# EXERCISE PROMPT
Copy out only the span from the line with "Every instance of the soccer player in green" to the end of the data, both ends kept, word for word.

Image location labeling entries:
>> START
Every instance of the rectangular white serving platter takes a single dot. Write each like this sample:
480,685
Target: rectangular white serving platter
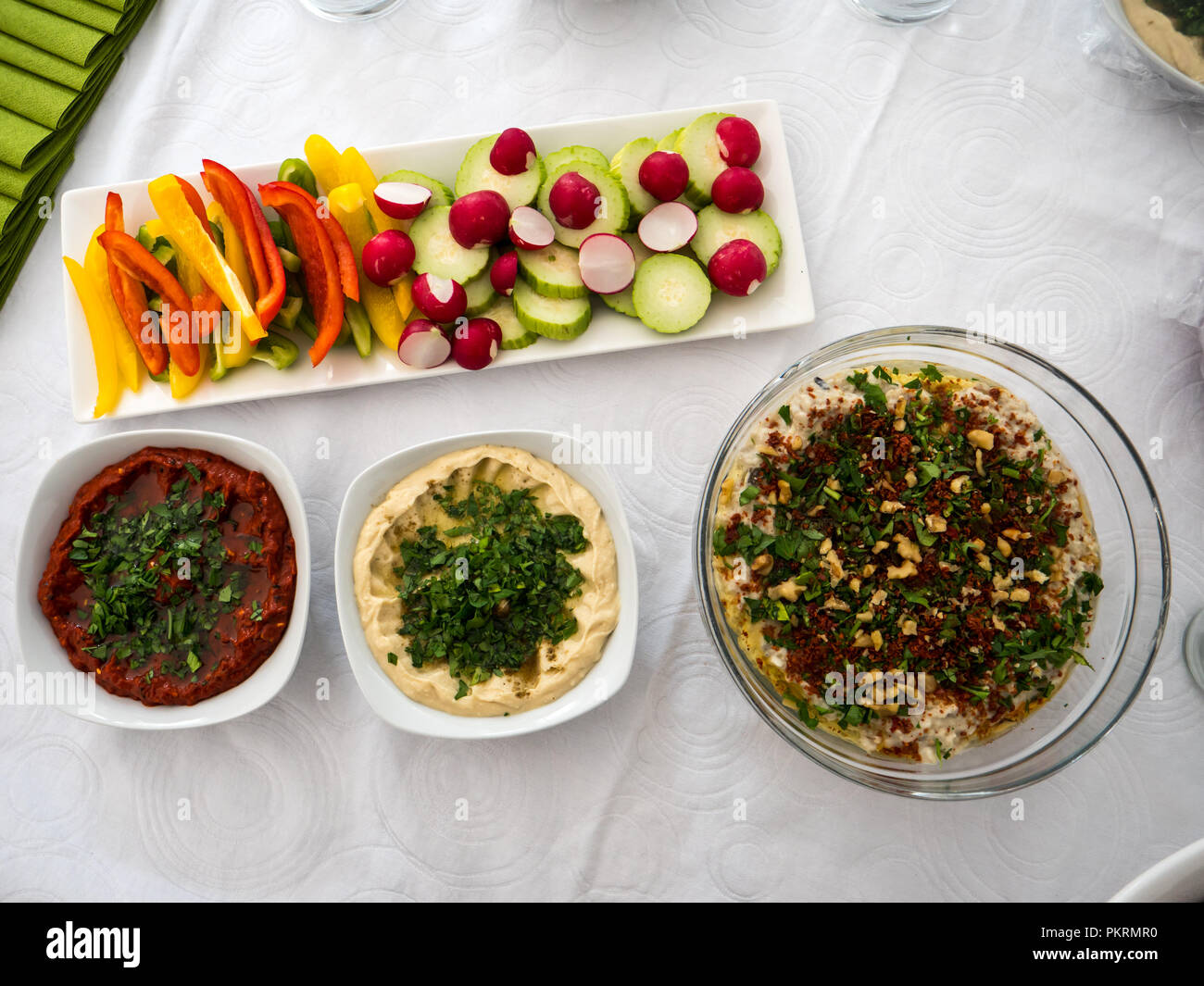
784,300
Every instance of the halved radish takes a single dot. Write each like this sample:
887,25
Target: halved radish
440,297
573,200
513,152
422,344
530,229
478,219
607,263
739,144
669,227
388,256
504,272
401,200
737,268
737,189
665,175
474,342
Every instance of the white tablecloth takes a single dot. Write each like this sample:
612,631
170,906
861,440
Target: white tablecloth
979,160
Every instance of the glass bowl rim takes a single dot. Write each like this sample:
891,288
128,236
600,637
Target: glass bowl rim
956,341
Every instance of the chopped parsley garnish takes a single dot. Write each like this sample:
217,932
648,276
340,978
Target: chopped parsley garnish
916,536
486,593
157,578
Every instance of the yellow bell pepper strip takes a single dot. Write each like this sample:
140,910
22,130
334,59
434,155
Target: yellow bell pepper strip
181,383
95,265
323,161
348,209
239,352
236,256
108,378
194,241
404,296
352,168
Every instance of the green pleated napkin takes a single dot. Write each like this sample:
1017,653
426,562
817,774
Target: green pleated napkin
83,12
56,59
58,35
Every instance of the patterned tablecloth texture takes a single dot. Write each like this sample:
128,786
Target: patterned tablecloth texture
979,163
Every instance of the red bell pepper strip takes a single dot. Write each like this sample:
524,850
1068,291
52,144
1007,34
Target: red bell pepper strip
140,264
320,261
348,273
131,296
206,300
239,203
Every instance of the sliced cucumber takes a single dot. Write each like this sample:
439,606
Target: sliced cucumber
514,333
614,207
576,153
558,318
481,293
621,303
717,228
698,145
553,271
671,293
625,167
436,251
476,173
441,195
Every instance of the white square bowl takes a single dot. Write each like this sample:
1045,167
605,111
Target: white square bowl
392,704
41,652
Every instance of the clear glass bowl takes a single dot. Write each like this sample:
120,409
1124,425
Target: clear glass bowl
1135,568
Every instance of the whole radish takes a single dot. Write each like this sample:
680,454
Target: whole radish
513,152
739,144
573,200
737,268
388,256
504,272
663,175
480,218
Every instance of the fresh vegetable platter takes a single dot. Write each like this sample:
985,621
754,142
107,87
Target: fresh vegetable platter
633,275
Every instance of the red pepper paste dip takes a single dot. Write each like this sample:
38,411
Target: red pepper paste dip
172,577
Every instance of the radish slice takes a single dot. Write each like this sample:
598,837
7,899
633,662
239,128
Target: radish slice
669,227
478,219
739,144
573,200
474,342
438,297
422,344
737,268
530,229
388,256
401,200
607,264
513,152
504,273
737,189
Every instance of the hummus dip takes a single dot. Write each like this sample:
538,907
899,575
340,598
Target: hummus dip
908,559
417,508
1159,31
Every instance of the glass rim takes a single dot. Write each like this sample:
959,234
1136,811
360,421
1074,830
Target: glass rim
753,684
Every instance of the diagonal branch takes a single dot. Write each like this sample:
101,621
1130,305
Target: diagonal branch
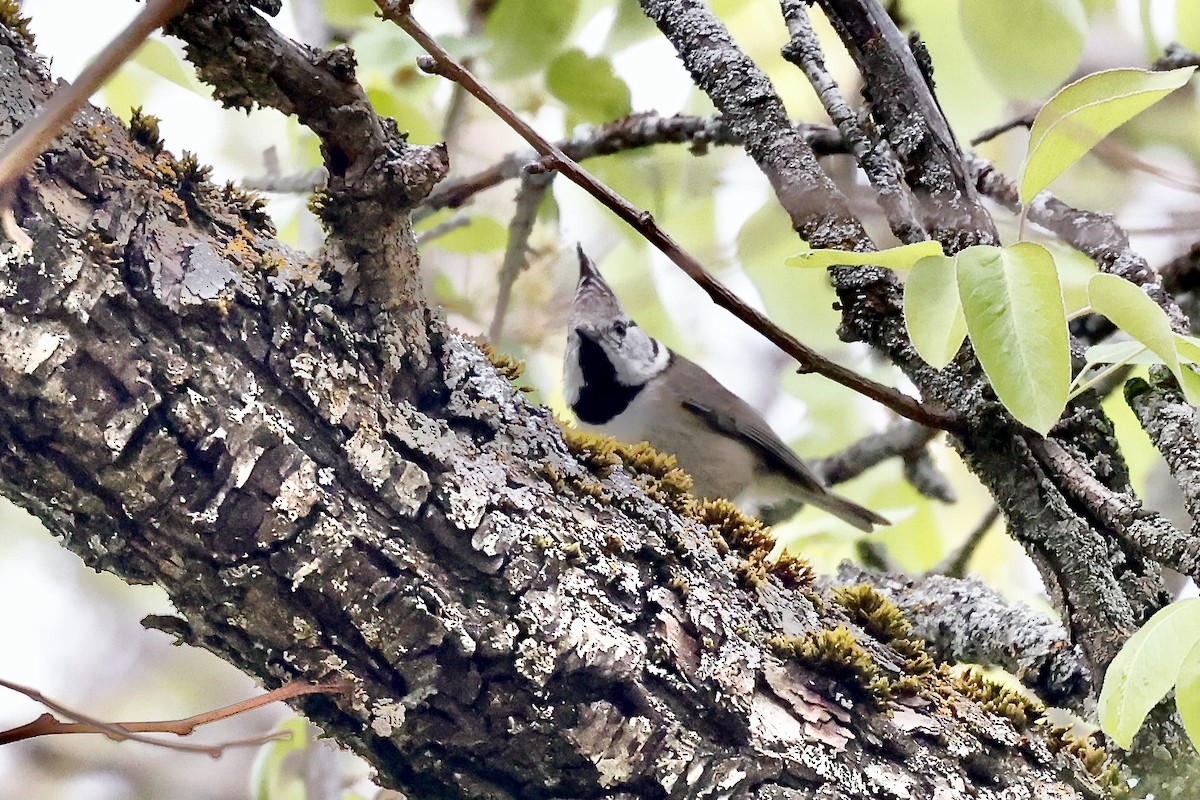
441,62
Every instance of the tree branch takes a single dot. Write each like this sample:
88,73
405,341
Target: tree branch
964,620
441,62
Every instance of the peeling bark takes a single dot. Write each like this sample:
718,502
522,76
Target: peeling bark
189,402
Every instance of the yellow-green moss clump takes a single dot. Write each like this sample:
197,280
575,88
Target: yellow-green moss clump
749,537
1090,753
729,528
999,698
882,619
835,654
504,364
144,130
659,473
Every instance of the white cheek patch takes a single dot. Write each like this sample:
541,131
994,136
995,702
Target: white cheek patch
573,374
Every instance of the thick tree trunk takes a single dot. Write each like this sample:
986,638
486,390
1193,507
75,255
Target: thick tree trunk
189,402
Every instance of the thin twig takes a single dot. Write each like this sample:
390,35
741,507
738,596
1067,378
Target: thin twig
533,190
875,157
988,134
441,62
954,565
37,134
641,130
47,723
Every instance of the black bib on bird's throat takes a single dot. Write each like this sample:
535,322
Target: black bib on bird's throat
601,397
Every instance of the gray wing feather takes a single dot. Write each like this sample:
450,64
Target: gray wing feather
727,413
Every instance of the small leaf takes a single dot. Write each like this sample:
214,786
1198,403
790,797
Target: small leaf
481,234
527,34
933,312
1188,348
1146,668
157,56
894,258
588,86
1084,113
270,777
1120,353
1187,695
1036,62
1132,310
1013,306
1187,24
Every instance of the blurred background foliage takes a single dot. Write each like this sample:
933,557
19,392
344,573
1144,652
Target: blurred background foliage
564,66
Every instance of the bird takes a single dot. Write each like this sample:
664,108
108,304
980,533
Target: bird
622,382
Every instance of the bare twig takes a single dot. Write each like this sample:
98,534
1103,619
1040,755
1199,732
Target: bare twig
34,137
47,725
642,130
899,439
533,190
875,157
441,62
988,134
1147,533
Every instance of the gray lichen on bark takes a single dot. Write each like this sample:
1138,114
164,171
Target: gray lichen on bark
189,402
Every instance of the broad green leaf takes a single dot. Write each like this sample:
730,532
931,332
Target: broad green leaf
349,13
1187,695
1041,59
1084,113
933,312
527,34
1013,306
588,86
1187,24
1131,310
1146,668
1075,270
1120,353
157,56
269,776
894,258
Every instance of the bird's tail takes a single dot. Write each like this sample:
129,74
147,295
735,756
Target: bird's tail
845,510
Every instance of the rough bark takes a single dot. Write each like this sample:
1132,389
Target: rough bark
187,402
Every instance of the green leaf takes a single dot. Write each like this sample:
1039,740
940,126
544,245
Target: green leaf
630,26
1187,695
1036,62
1013,306
933,312
349,13
1146,668
157,56
1084,113
527,34
894,258
269,776
1132,310
481,234
588,86
1120,353
1187,24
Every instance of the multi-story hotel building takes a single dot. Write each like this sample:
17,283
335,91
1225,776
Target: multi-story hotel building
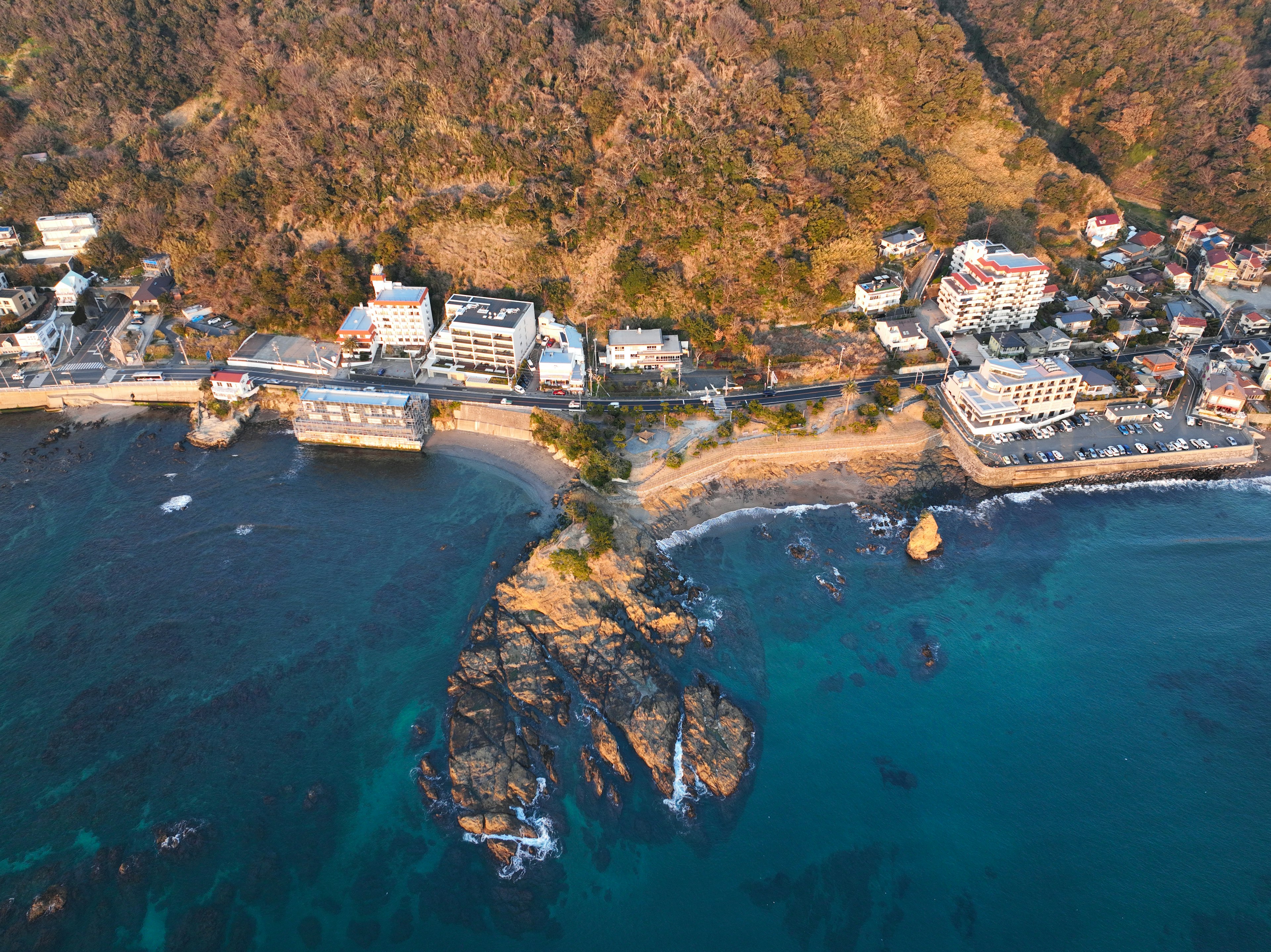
992,289
1003,396
485,340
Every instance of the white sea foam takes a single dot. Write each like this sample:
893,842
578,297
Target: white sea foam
679,791
536,848
682,537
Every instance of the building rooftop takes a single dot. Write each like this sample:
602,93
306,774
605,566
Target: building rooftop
487,312
364,398
402,295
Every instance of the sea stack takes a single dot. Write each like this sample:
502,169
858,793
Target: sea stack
924,539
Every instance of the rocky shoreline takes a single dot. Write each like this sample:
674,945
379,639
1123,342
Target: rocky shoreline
547,645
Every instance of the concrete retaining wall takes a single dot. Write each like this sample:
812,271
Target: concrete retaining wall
1043,473
55,398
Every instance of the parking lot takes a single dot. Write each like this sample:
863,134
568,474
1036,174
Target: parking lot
1095,431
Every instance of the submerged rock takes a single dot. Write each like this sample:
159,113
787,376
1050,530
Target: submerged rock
48,903
924,539
717,738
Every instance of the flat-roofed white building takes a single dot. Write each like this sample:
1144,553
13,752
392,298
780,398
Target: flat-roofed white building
900,336
69,290
379,420
879,294
992,289
484,341
642,350
1005,396
68,233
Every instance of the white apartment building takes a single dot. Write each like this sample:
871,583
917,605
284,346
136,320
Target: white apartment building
68,233
900,336
485,340
1005,396
1103,228
992,289
69,290
642,350
879,294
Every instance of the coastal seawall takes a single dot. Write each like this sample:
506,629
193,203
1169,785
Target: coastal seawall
55,398
1043,473
786,450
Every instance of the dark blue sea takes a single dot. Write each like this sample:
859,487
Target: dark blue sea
1086,764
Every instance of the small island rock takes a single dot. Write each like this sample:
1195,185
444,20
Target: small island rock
924,539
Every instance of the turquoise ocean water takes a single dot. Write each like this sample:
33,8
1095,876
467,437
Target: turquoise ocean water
1086,764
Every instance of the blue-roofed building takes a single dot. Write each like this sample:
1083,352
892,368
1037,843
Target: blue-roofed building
374,419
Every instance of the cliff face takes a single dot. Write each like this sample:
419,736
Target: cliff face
603,635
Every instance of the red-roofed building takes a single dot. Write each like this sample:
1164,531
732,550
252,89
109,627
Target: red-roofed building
232,385
1219,267
1179,276
1103,228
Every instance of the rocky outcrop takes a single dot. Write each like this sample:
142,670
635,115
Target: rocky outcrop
603,635
212,432
716,740
607,745
51,900
924,539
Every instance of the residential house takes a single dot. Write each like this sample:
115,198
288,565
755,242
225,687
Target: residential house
1096,383
68,233
232,385
17,303
152,289
1057,341
1034,344
1101,229
992,289
879,294
357,334
1251,321
1219,267
1222,394
68,292
900,336
1179,276
642,350
1076,323
902,243
1250,267
387,421
1006,344
485,340
1005,396
1136,300
36,337
1158,364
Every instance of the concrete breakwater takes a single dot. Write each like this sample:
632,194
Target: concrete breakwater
1043,473
55,398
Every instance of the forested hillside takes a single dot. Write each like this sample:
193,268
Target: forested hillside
1166,100
707,163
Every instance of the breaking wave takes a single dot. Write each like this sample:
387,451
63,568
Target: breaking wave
536,848
682,537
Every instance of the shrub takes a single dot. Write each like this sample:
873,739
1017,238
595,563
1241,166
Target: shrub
571,562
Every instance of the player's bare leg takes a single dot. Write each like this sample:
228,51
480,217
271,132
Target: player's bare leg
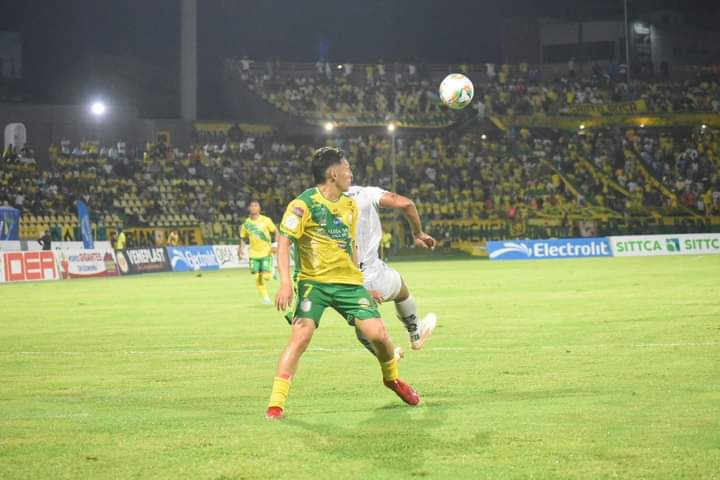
302,332
406,309
261,283
399,353
374,331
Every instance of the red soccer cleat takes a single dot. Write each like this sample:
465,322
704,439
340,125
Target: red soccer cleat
274,413
404,391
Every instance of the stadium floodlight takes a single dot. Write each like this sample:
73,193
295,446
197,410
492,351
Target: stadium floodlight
98,109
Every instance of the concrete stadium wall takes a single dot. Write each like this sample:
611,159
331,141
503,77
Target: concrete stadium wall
48,124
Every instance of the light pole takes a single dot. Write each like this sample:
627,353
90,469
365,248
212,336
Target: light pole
627,42
391,131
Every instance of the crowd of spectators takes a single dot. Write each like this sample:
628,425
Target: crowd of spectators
371,96
521,175
407,93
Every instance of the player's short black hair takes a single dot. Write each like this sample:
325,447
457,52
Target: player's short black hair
324,158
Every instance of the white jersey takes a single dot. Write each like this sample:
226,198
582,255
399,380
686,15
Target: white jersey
369,229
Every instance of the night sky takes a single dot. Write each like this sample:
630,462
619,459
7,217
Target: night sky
73,49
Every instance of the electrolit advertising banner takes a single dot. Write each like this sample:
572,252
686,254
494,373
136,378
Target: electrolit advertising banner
549,249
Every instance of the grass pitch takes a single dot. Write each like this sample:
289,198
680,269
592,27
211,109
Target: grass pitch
591,369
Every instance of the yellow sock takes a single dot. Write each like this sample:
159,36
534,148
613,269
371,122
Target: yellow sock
389,369
281,388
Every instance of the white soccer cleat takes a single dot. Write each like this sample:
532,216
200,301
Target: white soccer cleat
427,325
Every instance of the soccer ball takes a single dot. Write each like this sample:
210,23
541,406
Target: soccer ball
456,91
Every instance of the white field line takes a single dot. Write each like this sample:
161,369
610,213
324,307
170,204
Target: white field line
601,346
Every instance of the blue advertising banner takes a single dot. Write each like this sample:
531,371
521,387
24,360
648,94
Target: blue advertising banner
189,259
9,223
85,228
549,249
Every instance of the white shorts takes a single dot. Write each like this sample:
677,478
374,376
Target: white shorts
383,279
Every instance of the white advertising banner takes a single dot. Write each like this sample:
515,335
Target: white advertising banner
663,245
227,256
78,262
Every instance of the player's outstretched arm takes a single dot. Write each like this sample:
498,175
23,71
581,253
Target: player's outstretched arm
283,298
407,206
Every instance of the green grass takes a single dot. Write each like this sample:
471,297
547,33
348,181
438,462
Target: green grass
545,369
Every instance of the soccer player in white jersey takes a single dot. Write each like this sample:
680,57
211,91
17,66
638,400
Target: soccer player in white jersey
384,283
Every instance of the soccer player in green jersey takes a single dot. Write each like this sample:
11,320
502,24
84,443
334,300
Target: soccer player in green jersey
258,230
321,225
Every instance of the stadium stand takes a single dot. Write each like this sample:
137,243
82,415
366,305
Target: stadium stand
517,181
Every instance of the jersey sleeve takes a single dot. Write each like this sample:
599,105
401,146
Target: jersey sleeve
375,194
355,218
294,220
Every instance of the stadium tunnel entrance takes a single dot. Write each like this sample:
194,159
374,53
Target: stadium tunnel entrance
15,135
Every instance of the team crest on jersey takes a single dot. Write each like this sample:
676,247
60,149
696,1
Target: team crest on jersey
292,222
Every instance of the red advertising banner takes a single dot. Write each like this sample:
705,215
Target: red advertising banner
28,266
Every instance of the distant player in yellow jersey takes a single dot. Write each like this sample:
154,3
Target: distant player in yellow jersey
321,226
258,231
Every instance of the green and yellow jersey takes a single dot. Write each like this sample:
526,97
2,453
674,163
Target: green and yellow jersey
259,234
323,232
>> END
# COMPLETE RESPONSE
Every instance of the soccer player in green jersey takes a single dot. Write each like this sample:
11,320
502,24
84,443
334,300
Target: soccer player in green jersey
258,230
321,225
Every instance of the stadium stand takes a single dot. Write each like this sample:
137,243
82,415
366,305
Target: stadium stand
517,181
Every instance of the jersey sleeve takes a single dot. Write each like this sample:
599,105
401,146
Target: jersey sleeve
375,194
355,218
294,220
Every instance of the stadium tunnel entrance takes a single dot. Write each like this sample:
194,159
374,53
Target: stadium tunnel entrance
15,135
Every instance of the team crest on jersey takes a single dot. Write each like this sample:
676,247
60,149
696,1
Target: team crest on jersey
292,222
Every instance of the red advertising banner takes a single dot. Write each like this sample:
705,215
Target: red advertising banner
28,266
Every instance of the distant player in yellow jersey takes a single dot. Write each like this sample:
154,3
Target: distant player in yellow jersey
321,226
258,231
Every instance of the green and yellow jersey takes a single dot. Write each like this sample:
526,97
2,453
674,163
Target: green and yellow jersey
259,234
323,232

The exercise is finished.